▶ _WHAT IS ASKED_:
Extract each line of the records below that contains the string "rear". Matching is case-sensitive.

════════

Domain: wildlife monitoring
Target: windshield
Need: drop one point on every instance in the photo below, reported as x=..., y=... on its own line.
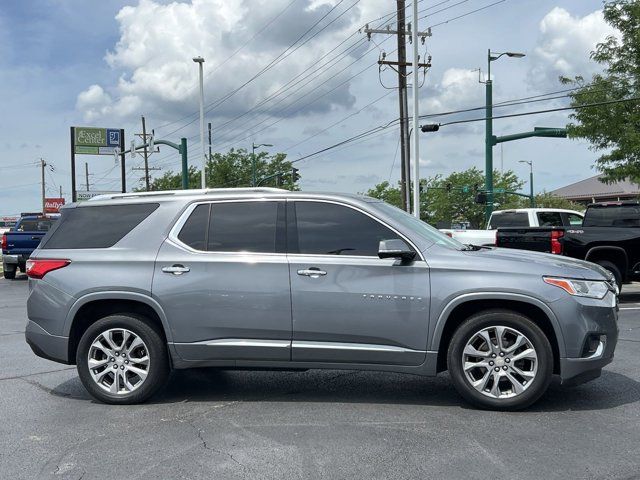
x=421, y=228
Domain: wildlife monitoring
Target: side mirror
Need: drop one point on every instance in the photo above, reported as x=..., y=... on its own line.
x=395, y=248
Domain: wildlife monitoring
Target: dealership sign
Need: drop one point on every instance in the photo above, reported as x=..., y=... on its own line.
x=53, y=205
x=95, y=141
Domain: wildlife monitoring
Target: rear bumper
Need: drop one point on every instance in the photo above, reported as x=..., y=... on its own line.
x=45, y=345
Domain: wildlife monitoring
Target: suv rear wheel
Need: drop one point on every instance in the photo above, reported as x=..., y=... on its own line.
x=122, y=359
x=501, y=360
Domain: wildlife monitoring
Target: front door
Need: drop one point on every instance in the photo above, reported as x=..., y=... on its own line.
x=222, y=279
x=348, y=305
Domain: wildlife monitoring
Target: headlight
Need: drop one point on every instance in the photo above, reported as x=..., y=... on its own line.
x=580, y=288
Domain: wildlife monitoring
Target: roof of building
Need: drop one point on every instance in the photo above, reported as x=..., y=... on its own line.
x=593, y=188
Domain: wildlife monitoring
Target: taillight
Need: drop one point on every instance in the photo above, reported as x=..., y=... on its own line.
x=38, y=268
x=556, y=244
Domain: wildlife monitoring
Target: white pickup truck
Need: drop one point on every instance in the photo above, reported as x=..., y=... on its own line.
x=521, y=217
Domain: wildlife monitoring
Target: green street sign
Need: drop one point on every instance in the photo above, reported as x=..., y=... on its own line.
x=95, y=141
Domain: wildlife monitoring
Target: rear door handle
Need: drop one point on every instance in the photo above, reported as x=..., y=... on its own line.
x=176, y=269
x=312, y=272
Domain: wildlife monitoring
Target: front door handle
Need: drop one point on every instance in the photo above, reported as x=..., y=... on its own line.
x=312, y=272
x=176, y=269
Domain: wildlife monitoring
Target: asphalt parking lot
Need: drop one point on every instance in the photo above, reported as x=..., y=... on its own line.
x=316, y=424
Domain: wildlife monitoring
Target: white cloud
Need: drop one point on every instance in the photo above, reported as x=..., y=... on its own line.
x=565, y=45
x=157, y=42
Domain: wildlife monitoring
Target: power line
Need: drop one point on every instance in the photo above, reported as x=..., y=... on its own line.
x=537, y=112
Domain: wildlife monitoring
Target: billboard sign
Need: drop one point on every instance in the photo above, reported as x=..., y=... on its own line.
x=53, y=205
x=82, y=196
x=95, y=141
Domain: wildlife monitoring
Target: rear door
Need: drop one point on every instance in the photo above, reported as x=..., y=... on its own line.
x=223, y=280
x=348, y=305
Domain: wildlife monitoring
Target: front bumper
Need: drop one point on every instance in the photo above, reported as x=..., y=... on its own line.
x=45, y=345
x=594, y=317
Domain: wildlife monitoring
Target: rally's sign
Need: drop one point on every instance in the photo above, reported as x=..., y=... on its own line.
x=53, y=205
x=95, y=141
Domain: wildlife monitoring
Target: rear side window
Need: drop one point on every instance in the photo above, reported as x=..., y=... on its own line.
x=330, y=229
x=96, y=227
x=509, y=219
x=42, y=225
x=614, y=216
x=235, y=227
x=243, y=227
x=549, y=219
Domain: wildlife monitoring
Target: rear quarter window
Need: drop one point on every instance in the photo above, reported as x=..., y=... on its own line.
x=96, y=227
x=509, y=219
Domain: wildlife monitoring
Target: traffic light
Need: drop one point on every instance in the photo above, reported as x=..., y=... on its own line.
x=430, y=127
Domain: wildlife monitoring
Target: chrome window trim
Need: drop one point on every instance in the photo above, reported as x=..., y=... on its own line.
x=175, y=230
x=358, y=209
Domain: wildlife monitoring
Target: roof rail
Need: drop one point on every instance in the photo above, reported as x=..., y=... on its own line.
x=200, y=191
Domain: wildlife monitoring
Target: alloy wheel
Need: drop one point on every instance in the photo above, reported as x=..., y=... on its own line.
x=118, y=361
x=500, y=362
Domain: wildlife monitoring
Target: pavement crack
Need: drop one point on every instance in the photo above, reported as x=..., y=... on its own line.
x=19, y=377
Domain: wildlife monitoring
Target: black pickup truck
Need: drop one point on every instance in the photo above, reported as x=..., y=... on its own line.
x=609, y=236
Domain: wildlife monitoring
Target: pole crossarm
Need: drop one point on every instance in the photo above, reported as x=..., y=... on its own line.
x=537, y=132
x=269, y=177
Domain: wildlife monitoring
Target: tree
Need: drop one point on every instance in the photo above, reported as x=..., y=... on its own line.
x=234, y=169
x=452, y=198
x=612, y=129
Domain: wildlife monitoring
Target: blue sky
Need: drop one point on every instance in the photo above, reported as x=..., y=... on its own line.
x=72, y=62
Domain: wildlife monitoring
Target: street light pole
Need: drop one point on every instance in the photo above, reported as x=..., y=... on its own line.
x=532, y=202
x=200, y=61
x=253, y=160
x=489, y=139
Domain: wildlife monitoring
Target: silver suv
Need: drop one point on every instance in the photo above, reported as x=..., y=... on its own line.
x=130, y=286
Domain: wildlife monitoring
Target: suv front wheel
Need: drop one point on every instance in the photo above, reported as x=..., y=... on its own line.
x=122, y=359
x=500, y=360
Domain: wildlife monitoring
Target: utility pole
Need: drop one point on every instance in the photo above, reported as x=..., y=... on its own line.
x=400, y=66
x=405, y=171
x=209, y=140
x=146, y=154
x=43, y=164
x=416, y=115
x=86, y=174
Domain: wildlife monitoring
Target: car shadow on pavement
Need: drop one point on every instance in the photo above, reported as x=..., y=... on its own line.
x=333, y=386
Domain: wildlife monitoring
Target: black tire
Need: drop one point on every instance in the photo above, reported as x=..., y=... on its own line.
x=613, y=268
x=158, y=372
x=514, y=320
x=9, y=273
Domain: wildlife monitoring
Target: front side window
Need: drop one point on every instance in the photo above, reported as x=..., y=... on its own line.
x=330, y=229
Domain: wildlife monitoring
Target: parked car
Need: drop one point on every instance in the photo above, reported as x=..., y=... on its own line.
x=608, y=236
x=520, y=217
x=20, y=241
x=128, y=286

════════

▶ _TASK RESPONSE_:
Target: rear bumper
Target: suv rear wheel
Target: rear door handle
Target: rear door
Target: rear side window
Target: rear quarter window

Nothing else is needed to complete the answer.